(Problem statement): Locate every line in the data below that contains the string "racing" and copy each of those lines in full.

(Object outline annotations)
__________________________________________________

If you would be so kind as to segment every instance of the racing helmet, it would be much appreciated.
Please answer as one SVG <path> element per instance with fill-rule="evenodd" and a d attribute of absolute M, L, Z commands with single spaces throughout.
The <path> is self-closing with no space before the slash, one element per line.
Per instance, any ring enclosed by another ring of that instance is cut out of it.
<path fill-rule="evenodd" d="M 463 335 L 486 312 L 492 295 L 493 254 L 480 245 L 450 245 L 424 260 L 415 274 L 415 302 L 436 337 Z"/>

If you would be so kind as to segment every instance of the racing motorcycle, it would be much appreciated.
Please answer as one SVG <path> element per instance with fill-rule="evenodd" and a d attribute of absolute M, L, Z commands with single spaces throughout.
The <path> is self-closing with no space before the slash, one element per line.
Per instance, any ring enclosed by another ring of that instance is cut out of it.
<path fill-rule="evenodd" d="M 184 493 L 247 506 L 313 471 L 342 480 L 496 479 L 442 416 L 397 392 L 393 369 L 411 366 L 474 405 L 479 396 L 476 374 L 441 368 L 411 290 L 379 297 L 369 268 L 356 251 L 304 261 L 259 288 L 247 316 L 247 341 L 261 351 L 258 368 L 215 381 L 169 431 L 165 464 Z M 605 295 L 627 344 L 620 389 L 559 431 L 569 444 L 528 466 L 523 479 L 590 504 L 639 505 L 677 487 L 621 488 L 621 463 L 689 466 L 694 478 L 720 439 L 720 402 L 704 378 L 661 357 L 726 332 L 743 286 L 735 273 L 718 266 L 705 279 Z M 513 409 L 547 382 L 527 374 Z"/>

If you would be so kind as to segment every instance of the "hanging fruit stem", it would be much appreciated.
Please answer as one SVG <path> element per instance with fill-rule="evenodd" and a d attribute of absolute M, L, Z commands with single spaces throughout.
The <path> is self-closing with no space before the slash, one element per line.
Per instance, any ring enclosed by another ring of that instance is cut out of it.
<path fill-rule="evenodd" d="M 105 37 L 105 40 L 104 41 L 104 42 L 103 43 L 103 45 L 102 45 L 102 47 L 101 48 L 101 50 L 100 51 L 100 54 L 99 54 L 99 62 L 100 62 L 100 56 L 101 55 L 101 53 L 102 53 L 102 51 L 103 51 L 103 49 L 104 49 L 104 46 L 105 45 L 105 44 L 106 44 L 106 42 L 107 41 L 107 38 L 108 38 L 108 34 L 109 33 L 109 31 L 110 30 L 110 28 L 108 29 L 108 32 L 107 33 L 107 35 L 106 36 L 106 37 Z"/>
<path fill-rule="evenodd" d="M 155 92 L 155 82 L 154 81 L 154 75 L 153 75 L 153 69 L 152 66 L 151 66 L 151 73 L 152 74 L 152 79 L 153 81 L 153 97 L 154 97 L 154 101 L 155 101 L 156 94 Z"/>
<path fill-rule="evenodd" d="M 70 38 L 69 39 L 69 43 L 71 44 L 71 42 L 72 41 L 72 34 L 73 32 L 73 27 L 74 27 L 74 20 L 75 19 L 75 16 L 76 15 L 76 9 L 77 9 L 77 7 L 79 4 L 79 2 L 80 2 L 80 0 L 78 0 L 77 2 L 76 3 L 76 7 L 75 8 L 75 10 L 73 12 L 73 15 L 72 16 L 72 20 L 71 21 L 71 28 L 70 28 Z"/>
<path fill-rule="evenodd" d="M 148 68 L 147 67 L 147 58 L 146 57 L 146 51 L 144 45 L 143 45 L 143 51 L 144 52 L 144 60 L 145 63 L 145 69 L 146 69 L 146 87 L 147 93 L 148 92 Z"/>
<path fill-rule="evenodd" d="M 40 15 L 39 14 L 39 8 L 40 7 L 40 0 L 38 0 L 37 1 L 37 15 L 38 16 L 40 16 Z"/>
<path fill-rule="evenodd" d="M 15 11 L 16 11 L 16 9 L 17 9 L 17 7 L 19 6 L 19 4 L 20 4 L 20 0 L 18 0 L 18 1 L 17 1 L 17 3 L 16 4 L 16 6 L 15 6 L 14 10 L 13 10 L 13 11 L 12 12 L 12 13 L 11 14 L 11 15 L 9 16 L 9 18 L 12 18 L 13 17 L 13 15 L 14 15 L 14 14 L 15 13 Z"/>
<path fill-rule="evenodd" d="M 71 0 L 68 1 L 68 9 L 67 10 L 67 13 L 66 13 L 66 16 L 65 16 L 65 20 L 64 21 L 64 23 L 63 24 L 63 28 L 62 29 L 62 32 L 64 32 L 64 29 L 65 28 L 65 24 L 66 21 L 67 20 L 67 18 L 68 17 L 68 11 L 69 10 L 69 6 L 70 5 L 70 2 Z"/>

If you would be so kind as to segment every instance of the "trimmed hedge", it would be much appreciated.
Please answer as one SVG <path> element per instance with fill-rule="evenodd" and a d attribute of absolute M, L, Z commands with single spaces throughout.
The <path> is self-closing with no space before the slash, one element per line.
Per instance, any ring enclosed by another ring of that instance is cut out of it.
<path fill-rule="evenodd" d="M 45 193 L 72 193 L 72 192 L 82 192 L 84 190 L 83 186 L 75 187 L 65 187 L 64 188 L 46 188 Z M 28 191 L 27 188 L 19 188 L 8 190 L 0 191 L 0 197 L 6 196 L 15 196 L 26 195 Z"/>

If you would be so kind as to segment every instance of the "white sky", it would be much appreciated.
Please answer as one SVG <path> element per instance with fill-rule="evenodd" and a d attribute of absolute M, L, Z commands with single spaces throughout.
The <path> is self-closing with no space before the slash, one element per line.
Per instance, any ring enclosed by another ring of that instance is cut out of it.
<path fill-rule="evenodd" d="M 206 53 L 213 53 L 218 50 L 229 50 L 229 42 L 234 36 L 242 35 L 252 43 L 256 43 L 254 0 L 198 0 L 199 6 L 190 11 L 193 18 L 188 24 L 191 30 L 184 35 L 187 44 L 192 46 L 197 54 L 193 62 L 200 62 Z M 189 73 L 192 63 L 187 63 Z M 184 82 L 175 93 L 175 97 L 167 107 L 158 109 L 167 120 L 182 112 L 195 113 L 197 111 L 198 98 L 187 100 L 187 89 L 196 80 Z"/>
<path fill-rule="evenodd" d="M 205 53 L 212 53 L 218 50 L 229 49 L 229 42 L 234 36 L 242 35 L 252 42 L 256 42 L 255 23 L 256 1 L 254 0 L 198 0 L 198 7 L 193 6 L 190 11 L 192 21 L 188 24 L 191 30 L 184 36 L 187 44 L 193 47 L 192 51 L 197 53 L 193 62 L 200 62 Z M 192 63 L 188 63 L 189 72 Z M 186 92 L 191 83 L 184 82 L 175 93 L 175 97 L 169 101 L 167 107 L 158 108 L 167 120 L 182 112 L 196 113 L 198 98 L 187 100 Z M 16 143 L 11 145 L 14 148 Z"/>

__________________________________________________

(Output of the task):
If you would be so kind as to segment every instance of the racing helmet, it would be much appreciated.
If you would be so kind as to segment every instance of the racing motorcycle, it would be much appreciated.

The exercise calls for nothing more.